* _Supplied information_:
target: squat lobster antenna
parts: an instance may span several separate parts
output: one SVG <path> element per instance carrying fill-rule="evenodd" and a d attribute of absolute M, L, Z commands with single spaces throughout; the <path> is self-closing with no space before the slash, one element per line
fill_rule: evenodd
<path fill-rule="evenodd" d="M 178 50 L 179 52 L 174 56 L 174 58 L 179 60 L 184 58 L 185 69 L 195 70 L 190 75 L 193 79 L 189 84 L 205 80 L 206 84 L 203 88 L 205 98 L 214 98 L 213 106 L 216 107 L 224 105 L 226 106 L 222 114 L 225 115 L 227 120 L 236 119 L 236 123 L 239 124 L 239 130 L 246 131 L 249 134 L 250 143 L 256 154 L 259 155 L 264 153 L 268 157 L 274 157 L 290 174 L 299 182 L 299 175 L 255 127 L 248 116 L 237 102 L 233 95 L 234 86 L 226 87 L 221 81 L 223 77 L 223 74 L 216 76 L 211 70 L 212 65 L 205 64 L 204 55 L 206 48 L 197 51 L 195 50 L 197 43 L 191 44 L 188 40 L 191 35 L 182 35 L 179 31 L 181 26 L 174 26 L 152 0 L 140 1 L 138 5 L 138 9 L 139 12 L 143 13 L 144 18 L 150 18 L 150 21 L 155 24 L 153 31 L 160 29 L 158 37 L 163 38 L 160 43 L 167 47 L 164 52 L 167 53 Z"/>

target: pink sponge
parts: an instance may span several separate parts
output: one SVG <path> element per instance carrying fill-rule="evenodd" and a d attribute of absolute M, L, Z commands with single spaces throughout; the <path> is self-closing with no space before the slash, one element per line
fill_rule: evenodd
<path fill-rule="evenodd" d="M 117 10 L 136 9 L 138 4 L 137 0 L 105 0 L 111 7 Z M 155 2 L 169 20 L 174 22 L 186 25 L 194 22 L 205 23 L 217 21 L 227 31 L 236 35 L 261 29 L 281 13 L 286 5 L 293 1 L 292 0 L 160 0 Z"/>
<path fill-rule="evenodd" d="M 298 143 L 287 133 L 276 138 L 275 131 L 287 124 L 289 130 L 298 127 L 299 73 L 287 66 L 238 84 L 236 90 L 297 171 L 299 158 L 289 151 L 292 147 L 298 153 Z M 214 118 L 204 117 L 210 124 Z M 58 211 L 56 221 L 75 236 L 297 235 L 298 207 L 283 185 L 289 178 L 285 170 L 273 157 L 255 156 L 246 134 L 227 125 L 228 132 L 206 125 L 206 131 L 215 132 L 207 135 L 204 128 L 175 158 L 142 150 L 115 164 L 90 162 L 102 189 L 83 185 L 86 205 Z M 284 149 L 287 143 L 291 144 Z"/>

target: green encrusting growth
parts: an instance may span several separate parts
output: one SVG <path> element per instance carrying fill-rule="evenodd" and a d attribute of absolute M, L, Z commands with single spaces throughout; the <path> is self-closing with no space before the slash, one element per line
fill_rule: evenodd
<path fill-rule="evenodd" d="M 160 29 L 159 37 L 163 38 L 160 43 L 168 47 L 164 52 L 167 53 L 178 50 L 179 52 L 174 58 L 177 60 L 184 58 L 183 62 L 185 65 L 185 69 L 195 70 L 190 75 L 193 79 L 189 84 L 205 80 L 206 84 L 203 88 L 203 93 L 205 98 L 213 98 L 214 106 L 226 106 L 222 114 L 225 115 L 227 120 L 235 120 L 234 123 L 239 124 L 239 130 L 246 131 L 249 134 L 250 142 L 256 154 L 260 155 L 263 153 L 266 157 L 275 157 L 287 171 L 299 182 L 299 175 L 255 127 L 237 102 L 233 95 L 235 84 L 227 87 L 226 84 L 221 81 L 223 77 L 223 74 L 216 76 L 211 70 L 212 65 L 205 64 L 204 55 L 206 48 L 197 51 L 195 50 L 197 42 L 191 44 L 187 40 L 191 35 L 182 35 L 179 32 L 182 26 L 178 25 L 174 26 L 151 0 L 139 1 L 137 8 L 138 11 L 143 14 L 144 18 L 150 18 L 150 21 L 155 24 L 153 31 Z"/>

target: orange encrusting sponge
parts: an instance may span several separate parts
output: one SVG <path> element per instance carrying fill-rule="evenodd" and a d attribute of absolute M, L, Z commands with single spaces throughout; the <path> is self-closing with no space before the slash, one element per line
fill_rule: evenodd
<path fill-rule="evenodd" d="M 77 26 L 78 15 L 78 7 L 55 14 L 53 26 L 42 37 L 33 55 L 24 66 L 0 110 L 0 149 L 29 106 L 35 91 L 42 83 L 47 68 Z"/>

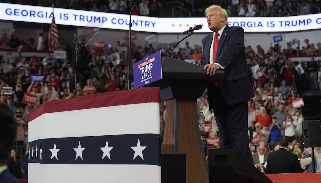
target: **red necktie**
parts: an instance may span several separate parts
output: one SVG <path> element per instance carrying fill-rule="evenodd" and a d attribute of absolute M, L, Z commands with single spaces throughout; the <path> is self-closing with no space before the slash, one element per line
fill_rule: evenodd
<path fill-rule="evenodd" d="M 220 35 L 218 32 L 215 33 L 214 36 L 214 40 L 213 41 L 213 64 L 215 63 L 216 57 L 216 51 L 217 50 L 217 47 L 219 45 L 219 38 L 218 36 Z M 219 83 L 217 82 L 214 83 L 215 86 L 217 86 L 219 85 Z"/>
<path fill-rule="evenodd" d="M 213 41 L 213 63 L 215 63 L 216 57 L 216 50 L 217 50 L 217 47 L 219 45 L 218 36 L 220 34 L 218 32 L 216 32 L 214 36 L 214 40 Z"/>

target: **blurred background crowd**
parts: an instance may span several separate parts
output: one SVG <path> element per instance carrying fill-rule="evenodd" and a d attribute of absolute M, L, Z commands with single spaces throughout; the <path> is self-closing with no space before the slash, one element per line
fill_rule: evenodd
<path fill-rule="evenodd" d="M 51 1 L 2 1 L 50 6 Z M 57 1 L 56 4 L 58 7 L 121 13 L 128 12 L 126 3 L 117 3 L 115 1 L 68 0 Z M 204 17 L 203 12 L 205 7 L 215 3 L 225 8 L 231 17 L 289 16 L 319 13 L 317 10 L 320 9 L 321 4 L 318 4 L 320 3 L 318 1 L 308 1 L 312 6 L 306 6 L 305 1 L 186 0 L 172 1 L 170 3 L 165 0 L 141 0 L 134 2 L 133 14 L 168 16 L 168 13 L 164 13 L 166 10 L 161 10 L 171 6 L 177 8 L 174 15 L 176 17 Z M 308 6 L 312 8 L 305 8 Z M 170 9 L 171 10 L 171 8 Z M 16 35 L 14 31 L 2 34 L 0 39 L 0 49 L 11 48 L 13 50 L 0 55 L 0 102 L 10 106 L 19 124 L 16 143 L 11 154 L 13 159 L 13 159 L 13 161 L 8 163 L 12 165 L 12 167 L 16 167 L 12 171 L 17 177 L 26 177 L 27 172 L 27 168 L 23 163 L 23 161 L 28 161 L 25 155 L 28 153 L 28 114 L 31 111 L 45 101 L 70 98 L 75 95 L 80 96 L 127 89 L 129 48 L 128 42 L 121 41 L 121 39 L 120 38 L 117 44 L 111 47 L 96 49 L 94 54 L 91 53 L 87 47 L 80 47 L 77 73 L 80 79 L 75 88 L 75 68 L 73 59 L 75 52 L 71 49 L 70 45 L 65 44 L 63 39 L 59 39 L 55 50 L 66 51 L 66 58 L 57 59 L 54 57 L 52 51 L 48 51 L 47 32 L 39 33 L 37 38 Z M 82 44 L 86 42 L 84 39 L 81 41 Z M 292 46 L 295 41 L 288 43 L 286 48 L 282 48 L 278 43 L 262 43 L 269 44 L 268 50 L 264 50 L 260 45 L 249 45 L 245 48 L 248 71 L 252 76 L 256 94 L 255 97 L 249 100 L 248 105 L 249 145 L 253 154 L 277 150 L 278 141 L 281 135 L 288 138 L 289 151 L 299 149 L 301 151 L 298 153 L 298 158 L 307 158 L 311 154 L 310 149 L 301 149 L 304 114 L 301 109 L 293 106 L 292 101 L 300 97 L 299 93 L 304 89 L 309 87 L 320 90 L 318 73 L 321 70 L 321 60 L 315 60 L 314 57 L 321 54 L 321 44 L 306 39 L 301 46 L 293 48 Z M 186 42 L 185 46 L 179 48 L 178 51 L 173 52 L 170 56 L 182 60 L 193 59 L 197 64 L 203 65 L 202 48 L 195 48 L 194 45 L 196 44 Z M 132 46 L 132 63 L 161 49 L 156 44 L 147 41 L 145 45 L 136 45 L 134 43 Z M 121 48 L 124 47 L 127 48 L 126 50 Z M 163 54 L 167 54 L 169 50 L 162 51 Z M 16 52 L 16 54 L 13 55 L 12 51 Z M 39 56 L 38 51 L 46 53 L 46 56 Z M 24 54 L 26 52 L 34 52 L 32 57 Z M 119 54 L 119 63 L 114 64 L 111 54 L 116 53 Z M 291 56 L 302 55 L 310 55 L 310 61 L 302 62 L 291 59 Z M 251 68 L 256 65 L 258 66 L 261 75 L 257 76 L 253 73 Z M 298 70 L 298 65 L 303 70 L 303 73 Z M 39 83 L 31 81 L 30 75 L 33 74 L 43 74 L 45 79 Z M 5 94 L 2 89 L 4 87 L 12 87 L 12 93 Z M 25 93 L 37 95 L 38 99 L 37 103 L 32 105 L 22 103 Z M 205 116 L 209 137 L 217 137 L 218 129 L 213 112 L 208 110 L 206 91 L 197 102 L 199 111 L 203 111 Z M 160 101 L 160 103 L 162 136 L 166 122 L 166 105 L 165 101 Z M 203 142 L 205 153 L 208 148 L 220 148 L 219 144 L 217 143 L 210 144 L 205 139 Z M 315 151 L 316 158 L 321 160 L 319 147 L 316 148 Z M 302 152 L 307 155 L 301 156 Z M 317 167 L 320 167 L 318 163 Z M 312 172 L 309 164 L 303 169 L 306 172 Z M 264 168 L 259 165 L 258 168 Z M 317 170 L 321 172 L 321 169 Z"/>
<path fill-rule="evenodd" d="M 4 2 L 104 12 L 129 13 L 126 2 L 114 0 L 4 0 Z M 319 13 L 318 0 L 138 0 L 133 14 L 159 17 L 203 17 L 205 9 L 220 4 L 230 17 L 287 16 Z M 172 10 L 175 9 L 175 13 Z M 173 16 L 174 17 L 174 16 Z"/>

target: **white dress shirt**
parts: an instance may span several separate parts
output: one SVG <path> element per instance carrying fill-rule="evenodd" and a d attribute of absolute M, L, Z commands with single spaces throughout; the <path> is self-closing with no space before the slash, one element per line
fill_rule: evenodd
<path fill-rule="evenodd" d="M 220 38 L 221 38 L 221 35 L 222 35 L 222 34 L 223 34 L 223 31 L 224 30 L 224 29 L 225 29 L 226 27 L 226 25 L 223 26 L 223 27 L 222 27 L 222 28 L 219 30 L 218 32 L 219 34 L 220 34 L 218 36 L 217 36 L 217 37 L 219 39 L 219 42 L 220 42 Z M 214 41 L 214 38 L 215 37 L 215 33 L 216 33 L 213 32 L 213 39 L 212 39 L 212 42 L 211 45 L 211 49 L 210 49 L 210 63 L 211 64 L 213 64 L 213 41 Z M 224 67 L 222 67 L 222 65 L 221 65 L 221 64 L 220 64 L 218 63 L 214 63 L 214 64 L 217 64 L 217 65 L 218 65 L 221 68 L 223 69 L 224 68 Z"/>

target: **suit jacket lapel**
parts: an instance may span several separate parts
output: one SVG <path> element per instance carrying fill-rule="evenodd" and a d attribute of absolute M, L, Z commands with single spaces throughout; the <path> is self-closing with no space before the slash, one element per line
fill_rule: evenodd
<path fill-rule="evenodd" d="M 219 56 L 220 52 L 221 52 L 221 49 L 222 48 L 223 43 L 224 42 L 224 41 L 225 40 L 225 39 L 226 38 L 226 36 L 227 35 L 227 33 L 230 31 L 230 29 L 231 28 L 229 27 L 228 25 L 227 25 L 225 27 L 225 29 L 223 31 L 223 33 L 220 38 L 220 41 L 219 41 L 219 45 L 217 46 L 217 50 L 216 51 L 216 56 L 215 59 L 217 59 L 217 57 Z"/>

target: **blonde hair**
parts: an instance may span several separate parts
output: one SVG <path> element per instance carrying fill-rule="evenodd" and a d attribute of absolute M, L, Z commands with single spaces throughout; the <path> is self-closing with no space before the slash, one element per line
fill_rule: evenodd
<path fill-rule="evenodd" d="M 223 16 L 225 17 L 225 22 L 226 24 L 226 25 L 228 25 L 229 23 L 227 22 L 227 18 L 229 17 L 227 14 L 227 12 L 226 10 L 225 10 L 225 9 L 224 8 L 222 8 L 221 7 L 219 6 L 218 5 L 212 5 L 212 6 L 209 6 L 205 10 L 205 16 L 206 16 L 206 13 L 209 11 L 211 10 L 212 10 L 215 9 L 215 10 L 217 11 L 218 13 L 218 15 L 220 16 Z"/>
<path fill-rule="evenodd" d="M 262 106 L 260 108 L 260 111 L 261 111 L 261 109 L 264 109 L 264 111 L 265 111 L 265 113 L 266 113 L 266 109 L 265 109 L 265 108 Z"/>
<path fill-rule="evenodd" d="M 302 152 L 300 149 L 294 149 L 292 152 L 297 155 L 298 158 L 301 158 L 301 155 L 302 154 Z"/>

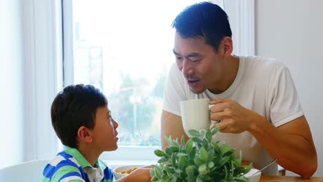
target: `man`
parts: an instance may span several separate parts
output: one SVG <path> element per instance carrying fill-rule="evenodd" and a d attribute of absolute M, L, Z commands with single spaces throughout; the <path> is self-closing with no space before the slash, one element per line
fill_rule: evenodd
<path fill-rule="evenodd" d="M 228 17 L 218 6 L 199 3 L 186 8 L 173 23 L 174 54 L 164 93 L 164 136 L 187 140 L 179 102 L 209 98 L 211 119 L 221 120 L 217 139 L 242 151 L 259 168 L 273 159 L 303 178 L 315 172 L 317 160 L 311 133 L 288 70 L 258 57 L 231 55 Z M 198 122 L 198 121 L 197 121 Z M 277 164 L 263 172 L 276 175 Z"/>

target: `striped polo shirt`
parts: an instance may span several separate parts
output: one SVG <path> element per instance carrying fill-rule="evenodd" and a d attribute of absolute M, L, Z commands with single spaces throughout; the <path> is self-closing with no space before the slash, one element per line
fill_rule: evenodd
<path fill-rule="evenodd" d="M 43 171 L 43 182 L 48 181 L 113 181 L 113 173 L 98 159 L 92 167 L 77 149 L 65 146 Z"/>

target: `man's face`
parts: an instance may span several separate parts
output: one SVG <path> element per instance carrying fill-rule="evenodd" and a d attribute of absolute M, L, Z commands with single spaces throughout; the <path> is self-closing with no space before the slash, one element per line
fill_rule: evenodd
<path fill-rule="evenodd" d="M 92 137 L 95 147 L 102 152 L 115 150 L 118 148 L 118 123 L 110 114 L 108 105 L 97 109 Z"/>
<path fill-rule="evenodd" d="M 216 89 L 221 82 L 222 61 L 219 54 L 206 44 L 204 38 L 183 39 L 176 33 L 173 52 L 177 68 L 193 93 Z"/>

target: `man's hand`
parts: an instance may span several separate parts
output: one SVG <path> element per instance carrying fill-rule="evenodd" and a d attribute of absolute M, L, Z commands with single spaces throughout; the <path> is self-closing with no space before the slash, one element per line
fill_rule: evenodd
<path fill-rule="evenodd" d="M 253 124 L 253 117 L 258 114 L 231 99 L 217 99 L 210 102 L 210 104 L 214 105 L 210 110 L 211 120 L 221 120 L 213 128 L 221 126 L 222 132 L 241 133 L 247 131 Z"/>

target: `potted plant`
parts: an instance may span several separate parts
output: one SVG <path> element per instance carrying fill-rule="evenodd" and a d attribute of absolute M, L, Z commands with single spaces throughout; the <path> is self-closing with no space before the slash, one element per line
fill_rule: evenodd
<path fill-rule="evenodd" d="M 219 130 L 189 130 L 193 136 L 182 145 L 171 136 L 165 137 L 169 144 L 165 152 L 156 150 L 160 157 L 158 165 L 150 170 L 152 181 L 248 181 L 243 176 L 251 168 L 241 165 L 235 150 L 224 142 L 212 141 L 212 136 Z"/>

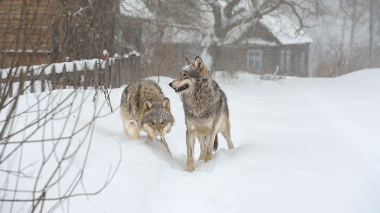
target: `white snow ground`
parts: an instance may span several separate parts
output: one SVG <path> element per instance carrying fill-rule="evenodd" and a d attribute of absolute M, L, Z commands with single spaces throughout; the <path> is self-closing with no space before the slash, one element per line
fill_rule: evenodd
<path fill-rule="evenodd" d="M 118 170 L 100 193 L 72 198 L 57 211 L 380 212 L 380 69 L 333 79 L 286 77 L 269 81 L 244 73 L 228 81 L 220 76 L 216 78 L 220 79 L 220 85 L 228 99 L 234 149 L 228 150 L 220 135 L 219 149 L 212 160 L 196 162 L 192 173 L 184 172 L 184 115 L 179 95 L 168 85 L 172 79 L 160 78 L 176 120 L 166 137 L 172 157 L 163 145 L 147 139 L 145 134 L 136 141 L 123 135 L 118 108 L 123 89 L 111 89 L 115 111 L 95 123 L 84 170 L 86 191 L 95 191 L 102 185 L 110 166 L 113 171 L 121 153 Z M 59 100 L 73 91 L 55 91 L 53 95 Z M 69 126 L 74 125 L 76 119 L 84 124 L 93 114 L 94 91 L 78 93 L 76 105 L 80 104 L 83 94 L 89 95 L 84 96 L 80 117 L 69 119 Z M 21 98 L 17 111 L 35 102 L 35 95 Z M 100 103 L 104 98 L 98 99 Z M 68 113 L 68 109 L 62 110 Z M 5 112 L 0 113 L 1 120 Z M 109 112 L 106 106 L 100 114 Z M 18 117 L 17 128 L 35 117 L 31 113 L 27 117 Z M 54 122 L 55 131 L 64 121 Z M 50 128 L 46 131 L 49 134 Z M 33 138 L 40 140 L 41 135 L 38 132 Z M 73 141 L 84 135 L 75 136 Z M 194 158 L 197 159 L 197 142 L 195 145 Z M 41 152 L 40 144 L 27 146 L 22 153 L 25 165 L 40 156 Z M 78 155 L 69 173 L 80 170 L 84 158 Z M 8 161 L 0 168 L 18 166 Z M 37 173 L 34 169 L 29 169 L 30 174 Z M 0 180 L 6 178 L 0 173 Z M 15 179 L 12 176 L 7 179 L 8 187 L 14 188 Z M 3 187 L 2 182 L 0 184 Z M 28 184 L 19 182 L 19 187 Z M 13 194 L 5 197 L 11 198 Z M 22 197 L 18 194 L 16 197 Z M 9 212 L 11 204 L 1 205 L 0 212 Z M 49 202 L 45 205 L 48 209 Z M 15 212 L 28 210 L 28 206 L 17 203 L 13 208 Z"/>

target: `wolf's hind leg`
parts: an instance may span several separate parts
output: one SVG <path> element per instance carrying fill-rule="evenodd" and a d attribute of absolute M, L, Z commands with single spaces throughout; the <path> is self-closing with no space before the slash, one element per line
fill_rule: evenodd
<path fill-rule="evenodd" d="M 126 122 L 127 122 L 125 121 L 123 121 L 123 126 L 124 127 L 124 135 L 126 136 L 130 136 L 130 135 L 129 135 L 129 133 L 128 133 L 128 125 L 126 124 Z"/>
<path fill-rule="evenodd" d="M 228 147 L 228 149 L 232 149 L 235 147 L 233 146 L 232 141 L 231 141 L 231 125 L 229 119 L 226 119 L 226 121 L 223 124 L 223 129 L 221 131 L 222 135 L 227 141 L 227 146 Z"/>
<path fill-rule="evenodd" d="M 195 133 L 186 130 L 186 147 L 188 160 L 186 162 L 186 171 L 189 172 L 194 171 L 194 143 L 195 142 Z"/>
<path fill-rule="evenodd" d="M 201 145 L 201 154 L 199 155 L 199 158 L 198 160 L 205 160 L 205 155 L 206 154 L 206 137 L 205 136 L 197 136 L 198 141 L 199 142 L 199 144 Z"/>
<path fill-rule="evenodd" d="M 212 150 L 214 148 L 214 142 L 216 132 L 212 130 L 206 135 L 206 152 L 205 155 L 205 162 L 207 162 L 212 158 Z"/>
<path fill-rule="evenodd" d="M 131 136 L 131 139 L 133 140 L 140 139 L 139 130 L 136 121 L 131 120 L 126 123 L 128 124 L 128 134 Z"/>

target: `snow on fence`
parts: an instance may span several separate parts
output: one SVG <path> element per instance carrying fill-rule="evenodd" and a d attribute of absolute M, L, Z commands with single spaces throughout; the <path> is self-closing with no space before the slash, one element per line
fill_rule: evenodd
<path fill-rule="evenodd" d="M 135 56 L 0 69 L 0 98 L 6 89 L 9 89 L 9 97 L 14 95 L 13 83 L 17 82 L 19 86 L 22 87 L 18 89 L 20 95 L 27 90 L 30 93 L 37 92 L 35 86 L 37 82 L 41 85 L 38 91 L 79 87 L 87 89 L 89 86 L 96 86 L 99 74 L 104 74 L 108 88 L 117 88 L 147 77 L 142 75 L 140 68 L 140 57 Z M 9 74 L 10 72 L 12 75 Z M 24 89 L 24 87 L 28 87 L 28 89 Z"/>

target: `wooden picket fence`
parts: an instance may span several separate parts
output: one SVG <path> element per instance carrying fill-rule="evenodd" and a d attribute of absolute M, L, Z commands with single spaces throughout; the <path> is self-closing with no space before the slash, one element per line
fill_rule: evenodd
<path fill-rule="evenodd" d="M 35 83 L 38 81 L 40 82 L 42 85 L 41 91 L 44 91 L 47 88 L 50 90 L 54 90 L 66 89 L 69 87 L 75 89 L 81 87 L 83 89 L 87 89 L 89 86 L 95 87 L 99 77 L 104 78 L 107 88 L 118 88 L 122 85 L 147 77 L 144 76 L 140 71 L 139 56 L 107 59 L 104 62 L 105 62 L 104 68 L 102 68 L 102 66 L 99 64 L 98 60 L 93 62 L 95 63 L 93 66 L 88 66 L 86 62 L 83 69 L 81 68 L 79 70 L 77 68 L 76 64 L 74 63 L 73 70 L 66 70 L 66 67 L 64 65 L 62 70 L 57 71 L 57 68 L 53 64 L 51 71 L 48 74 L 45 74 L 45 67 L 43 67 L 41 71 L 38 74 L 31 68 L 28 69 L 27 71 L 21 69 L 18 75 L 12 75 L 14 76 L 11 77 L 8 76 L 4 79 L 2 79 L 1 76 L 0 91 L 1 92 L 0 93 L 0 98 L 2 97 L 3 89 L 5 89 L 3 87 L 4 86 L 9 87 L 9 97 L 12 97 L 13 83 L 15 82 L 19 82 L 19 87 L 22 88 L 19 89 L 19 91 L 21 92 L 19 94 L 22 95 L 25 91 L 24 83 L 27 81 L 30 81 L 30 93 L 34 93 L 36 91 Z M 94 69 L 89 70 L 88 67 L 93 67 Z M 12 83 L 10 83 L 11 82 Z M 5 84 L 3 85 L 4 83 Z"/>

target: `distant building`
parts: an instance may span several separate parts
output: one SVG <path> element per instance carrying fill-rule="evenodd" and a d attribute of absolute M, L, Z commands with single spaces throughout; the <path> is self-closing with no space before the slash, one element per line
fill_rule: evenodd
<path fill-rule="evenodd" d="M 211 50 L 219 56 L 214 69 L 265 74 L 274 73 L 278 67 L 279 74 L 308 77 L 309 45 L 313 40 L 297 30 L 283 15 L 266 15 L 254 26 L 236 27 Z"/>
<path fill-rule="evenodd" d="M 0 68 L 15 59 L 26 65 L 32 56 L 35 64 L 46 63 L 53 49 L 52 18 L 50 0 L 29 1 L 27 7 L 23 0 L 0 0 Z"/>

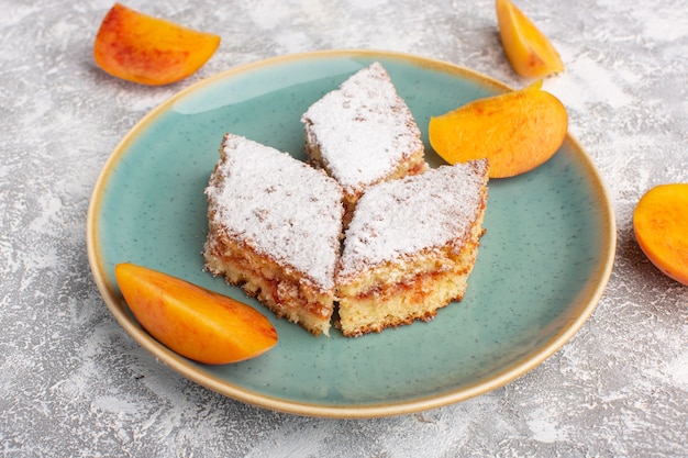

* _Objective_:
Reproduce the material above from the line containing "target: pink sponge" through the line containing "298 143 L 287", both included, with the instruction lines as they are but every coordinate in the path outlines increased by 82. Leave all other numbers unchanged.

* _Exercise answer_:
target: pink sponge
parts: an instance may span several separate parts
output: one SVG <path> element per instance carrying fill-rule="evenodd" and a d attribute of absolute M, L, Z commands with single spaces throughout; the <path> is self-closing with no space before the slash, one element per line
fill_rule: evenodd
<path fill-rule="evenodd" d="M 199 92 L 218 91 L 220 86 L 219 82 L 187 82 L 193 89 Z M 237 84 L 251 102 L 256 104 L 268 107 L 276 104 L 287 105 L 299 103 L 309 113 L 318 117 L 343 111 L 363 95 L 368 87 L 375 83 L 374 82 L 242 82 Z"/>
<path fill-rule="evenodd" d="M 380 225 L 369 215 L 358 220 L 357 213 L 369 206 L 371 212 L 380 209 L 381 155 L 369 148 L 320 166 L 318 172 L 379 253 L 381 240 L 371 233 L 374 229 L 380 235 Z M 296 200 L 286 199 L 292 206 Z M 140 293 L 138 303 L 157 318 L 379 317 L 380 289 L 365 267 L 371 260 L 367 252 L 355 239 L 337 238 L 328 216 L 309 207 L 310 214 L 288 207 L 288 213 L 297 214 L 289 217 L 286 210 L 257 240 L 224 232 L 197 246 L 172 244 L 184 271 L 165 267 L 168 287 Z M 366 231 L 369 225 L 373 226 Z"/>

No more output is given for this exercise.